Sam Thompson & Daniel Wright
2025-05-16

When making timing measurements of software, there are generally two classes of approach:

  • Instrumentation-based approaches, where instrumentation is compiled into the code to make measurements, like that used by RapiTime
  • Instrumentation-free approaches, which leverage debug circuitry available in some processors to extract a branch trace from which timing information can be derived, like that used by RapiTime Zero

But which is best?

Timing analysis methods overview
Figure 1. Overview of timing analysis measurement approaches

A number of factors are in play, and each method has advantages and disadvantages. Let's explore them.

Instrumentation overheads

A key concern when making on-target measurements of software is the overhead of making measurements. When additional code is being injected into the software to provide the instrumentation, this can add to both the size of the code and the execution time. This is a major disadvantage of instrumentation-based methods - there can be a significant probe effect that can perturb the software being measured. When injected instrumentation is used, care must be taken to ensure that the instrumentation isn't overly intrusive and doesn't cause an undue probe effect. This can place restrictions on the achievable granularity of the instrumentation.

Conversely, using branch traces to derive timing information requires no instrumentation, and will usually have no direct effect on the software being measured. That's one point to instrumentation-free approaches!

Timing analysis methods - instrumentation overheads
Figure 2. Instrumentation overheads for timing analysis measurement methods

Trace extraction bandwidth

When traces are being extracted from a target, the bandwidth of the extraction mechanism is really important. 

When an instrumentation-based approach is used, the depth of instrumentation can be controlled to suit any bandwidth constraints on the trace extraction mechanism.

However, when using a branch trace, the bandwidth required to extract the traces is driven solely by the frequency of branches in the executing code and the rate at which the code is executed.

For a multicore processor executing at multi-GHz clock frequencies, collecting branch traces from multiple cores can very readily overwhelm the bandwidth of the trace circuits. Even for more modest multicore targets that are well over a decade old, this can be a real problem. Because there is no means of controlling the depth of instrumentation or bandwidth of branch trace being generated, the result of exceeding the available trace bandwidth is usually the branches are missed and the resulting trace is incomplete. This incomplete trace may be:

  • So incomplete it's impossible to parse it.

STORED DATA ->
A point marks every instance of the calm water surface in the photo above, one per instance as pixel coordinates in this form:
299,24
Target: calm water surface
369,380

COMPLETE THE FOLLOWING ->
1. Answer these questions from the timing measurement article, one per line:
(a) Which tool is named as using the instrumentation-free approach?
(b) What two things can injected instrumentation add to?
(c) What two things drive the bandwidth needed to extract a branch trace?
2. Copy the timing measurement article from "For a multicore" to "to parse it.".
3. Carry on the timing measurement article from the point where it ends.

ANSWERS BELOW ->
1.
(a) RapiTime Zero
(b) The size of the code and the execution time
(c) The frequency of branches in the executing code and the rate at which the code is executed

2.
For a multicore processor executing at multi-GHz clock frequencies, collecting branch traces from multiple cores can very readily overwhelm the bandwidth of the trace circuits. Even for more modest multicore targets that are well over a decade old, this can be a real problem. Because there is no means of controlling the depth of instrumentation or bandwidth of branch trace being generated, the result of exceeding the available trace bandwidth is usually the branches are missed and the resulting trace is incomplete. This incomplete trace may be:

  • So incomplete it's impossible to parse it.

3.
  • Parseable/recoverable, but missing branches at locations relevant to the timing properties we want to measure.
  • Parseable/recoverable, but missing branches such that it's not always possible to tell which path was taken between two branches that weren't lost.

Looks like that's a point to instrumentation-based approaches.

Timing analysis methods - trace extraction bandwidth
Figure 3. Trace extraction bandwidth for timing analysis measurement methods

Measuring resource usage

When meeting the objectives of A(M)C 20-193 for multicore processors, it's necessary to measure resource usage as well as timing behavior. If instrumentation is used, the instrumentation can be modified to read performance monitoring counters, and this resource usage information can be encoded into the execution trace. When additional resource usage data are being collected, the bandwidth required for tracing will be larger, but this can be managed in the same way as when only timing data is being collected.

Unfortunately, there's no direct mechanism to collect resource usage information from a branch trace. There are a couple of options to work around this, but both have significant drawbacks.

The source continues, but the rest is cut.